**Passage provided:**
>>>
Apr 29, 2019 • Written by Suzan Myhre
Anxiety 101: Some Thoughts
Okay, so let’s say the obvious out loud. We all have anxiety!
It’s important to get that out of the way, because otherwise we are very tempted to scan for whether we are normal or not. Mostly, we come up abnormal, right? Not today! Today we are all in the same boat.
However, the winds of anxiety do not blow with the same force. Some winds are faint, and we feel discomfort. Like when we are about to take a test, or if we are meeting someone for the first time, or trying something new. Have I triggered any of you? Are you like Whoa! The breeze feels more like a gale wind. I want out of the boat!
No worries. The wind can blow at varying degrees. It often does. It’s annoying when we didn’t see the weather forecast and suddenly our hair is blinding us and we are in full blown panic.
Triggers happen- light, medium, and strong. Including everything in between.
As a therapist, I see many struggling with a variety of anxiety disorders. Here are a few types of anxiety disorders listed in the diagnostic statistical manual.
<<<
**Input data:**
>>>
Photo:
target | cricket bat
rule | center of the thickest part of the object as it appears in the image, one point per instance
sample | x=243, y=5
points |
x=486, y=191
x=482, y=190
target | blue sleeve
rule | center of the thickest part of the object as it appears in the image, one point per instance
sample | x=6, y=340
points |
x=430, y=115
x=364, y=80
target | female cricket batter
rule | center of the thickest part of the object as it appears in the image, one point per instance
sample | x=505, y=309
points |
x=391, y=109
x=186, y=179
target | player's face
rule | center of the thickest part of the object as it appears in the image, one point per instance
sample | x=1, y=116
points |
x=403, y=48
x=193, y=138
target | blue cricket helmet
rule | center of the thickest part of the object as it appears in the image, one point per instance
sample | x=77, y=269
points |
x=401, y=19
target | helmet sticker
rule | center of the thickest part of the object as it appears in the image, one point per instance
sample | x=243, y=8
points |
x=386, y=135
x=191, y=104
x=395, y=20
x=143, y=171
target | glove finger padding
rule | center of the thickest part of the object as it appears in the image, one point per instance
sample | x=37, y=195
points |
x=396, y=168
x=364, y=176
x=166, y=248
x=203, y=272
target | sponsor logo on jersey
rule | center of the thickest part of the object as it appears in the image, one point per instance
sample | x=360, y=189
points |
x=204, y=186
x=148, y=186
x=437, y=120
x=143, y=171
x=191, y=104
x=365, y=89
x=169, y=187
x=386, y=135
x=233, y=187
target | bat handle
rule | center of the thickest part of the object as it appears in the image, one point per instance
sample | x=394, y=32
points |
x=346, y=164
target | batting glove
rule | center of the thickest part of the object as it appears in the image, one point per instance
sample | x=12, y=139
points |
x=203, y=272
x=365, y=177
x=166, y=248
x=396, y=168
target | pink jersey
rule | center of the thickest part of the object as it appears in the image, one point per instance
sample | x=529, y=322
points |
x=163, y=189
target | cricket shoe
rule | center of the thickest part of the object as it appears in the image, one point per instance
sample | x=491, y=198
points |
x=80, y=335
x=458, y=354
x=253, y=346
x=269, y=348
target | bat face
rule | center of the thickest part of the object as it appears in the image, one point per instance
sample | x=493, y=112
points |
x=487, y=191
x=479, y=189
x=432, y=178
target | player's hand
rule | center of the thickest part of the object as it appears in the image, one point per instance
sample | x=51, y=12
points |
<<<
**Problem statement:**
Copy out the whole Anxiety 101 post above word for word, from its date line through its last sentence.

**Exercise result:**
Apr 29, 2019 • Written by Suzan Myhre
Anxiety 101: Some Thoughts
Okay, so let’s say the obvious out loud. We all have anxiety!
It’s important to get that out of the way, because otherwise we are very tempted to scan for whether we are normal or not. Mostly, we come up abnormal, right? Not today! Today we are all in the same boat.
However, the winds of anxiety do not blow with the same force. Some winds are faint, and we feel discomfort. Like when we are about to take a test, or if we are meeting someone for the first time, or trying something new. Have I triggered any of you? Are you like Whoa! The breeze feels more like a gale wind. I want out of the boat!
No worries. The wind can blow at varying degrees. It often does. It’s annoying when we didn’t see the weather forecast and suddenly our hair is blinding us and we are in full blown panic.
Triggers happen- light, medium, and strong. Including everything in between.
As a therapist, I see many struggling with a variety of anxiety disorders. Here are a few types of anxiety disorders listed in the diagnostic statistical manual.